*Exercise*. How many lines of the items below contain the word "green", with case counting? Reply with the number alone.

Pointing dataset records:
• • •

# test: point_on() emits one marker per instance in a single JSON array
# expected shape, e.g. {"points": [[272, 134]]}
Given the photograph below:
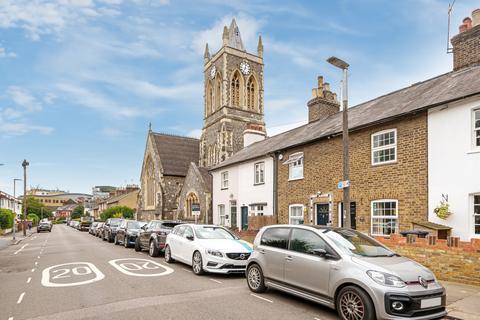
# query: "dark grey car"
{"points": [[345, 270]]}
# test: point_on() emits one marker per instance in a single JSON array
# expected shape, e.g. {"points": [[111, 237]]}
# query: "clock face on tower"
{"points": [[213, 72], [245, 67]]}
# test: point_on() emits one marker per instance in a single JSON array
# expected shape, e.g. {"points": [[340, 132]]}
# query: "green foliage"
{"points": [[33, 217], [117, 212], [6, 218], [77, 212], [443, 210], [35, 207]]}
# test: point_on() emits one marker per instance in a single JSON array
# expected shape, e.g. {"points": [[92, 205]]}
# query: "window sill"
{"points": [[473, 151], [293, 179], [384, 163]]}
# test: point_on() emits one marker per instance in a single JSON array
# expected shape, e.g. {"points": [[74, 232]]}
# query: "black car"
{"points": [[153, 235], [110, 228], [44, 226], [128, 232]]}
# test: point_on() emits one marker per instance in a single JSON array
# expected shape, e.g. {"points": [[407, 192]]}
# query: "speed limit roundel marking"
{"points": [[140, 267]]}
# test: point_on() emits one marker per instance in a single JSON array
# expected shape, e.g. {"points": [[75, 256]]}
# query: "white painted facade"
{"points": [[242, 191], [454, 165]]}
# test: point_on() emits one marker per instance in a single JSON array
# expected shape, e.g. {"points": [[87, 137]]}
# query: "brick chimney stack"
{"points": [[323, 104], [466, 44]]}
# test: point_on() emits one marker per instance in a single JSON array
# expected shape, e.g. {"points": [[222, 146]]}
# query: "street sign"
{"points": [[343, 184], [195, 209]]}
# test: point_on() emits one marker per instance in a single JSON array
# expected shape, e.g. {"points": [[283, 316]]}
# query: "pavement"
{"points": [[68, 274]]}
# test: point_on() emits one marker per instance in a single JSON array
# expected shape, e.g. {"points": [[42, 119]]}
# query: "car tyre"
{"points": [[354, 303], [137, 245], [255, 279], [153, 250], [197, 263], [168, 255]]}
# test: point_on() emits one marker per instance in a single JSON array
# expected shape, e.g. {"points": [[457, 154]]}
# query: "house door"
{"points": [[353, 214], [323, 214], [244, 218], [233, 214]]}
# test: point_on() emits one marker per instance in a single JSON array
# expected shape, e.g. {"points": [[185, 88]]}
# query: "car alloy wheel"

• • •

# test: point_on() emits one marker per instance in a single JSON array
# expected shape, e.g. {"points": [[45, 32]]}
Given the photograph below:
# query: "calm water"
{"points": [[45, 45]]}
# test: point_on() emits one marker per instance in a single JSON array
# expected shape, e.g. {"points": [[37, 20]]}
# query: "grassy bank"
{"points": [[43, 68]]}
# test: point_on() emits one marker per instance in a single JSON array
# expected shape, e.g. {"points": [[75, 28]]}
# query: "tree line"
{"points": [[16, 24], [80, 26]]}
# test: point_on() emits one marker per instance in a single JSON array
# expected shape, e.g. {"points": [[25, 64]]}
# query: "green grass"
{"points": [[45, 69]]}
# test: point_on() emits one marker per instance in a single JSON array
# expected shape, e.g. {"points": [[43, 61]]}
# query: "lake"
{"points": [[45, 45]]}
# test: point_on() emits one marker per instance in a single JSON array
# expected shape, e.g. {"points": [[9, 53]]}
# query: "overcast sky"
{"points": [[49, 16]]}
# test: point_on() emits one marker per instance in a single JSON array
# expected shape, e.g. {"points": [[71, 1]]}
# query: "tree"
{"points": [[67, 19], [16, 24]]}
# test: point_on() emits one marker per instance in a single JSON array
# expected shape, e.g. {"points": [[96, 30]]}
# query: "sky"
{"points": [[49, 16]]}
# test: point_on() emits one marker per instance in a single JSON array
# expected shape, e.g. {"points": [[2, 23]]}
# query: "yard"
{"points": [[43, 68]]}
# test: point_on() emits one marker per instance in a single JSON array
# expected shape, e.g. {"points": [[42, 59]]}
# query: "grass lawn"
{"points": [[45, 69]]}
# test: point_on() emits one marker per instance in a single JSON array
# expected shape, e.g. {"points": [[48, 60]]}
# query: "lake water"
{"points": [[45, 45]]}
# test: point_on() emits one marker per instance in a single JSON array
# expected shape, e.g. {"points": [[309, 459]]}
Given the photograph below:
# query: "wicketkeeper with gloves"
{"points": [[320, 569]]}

• • •

*Solved exercise*. 2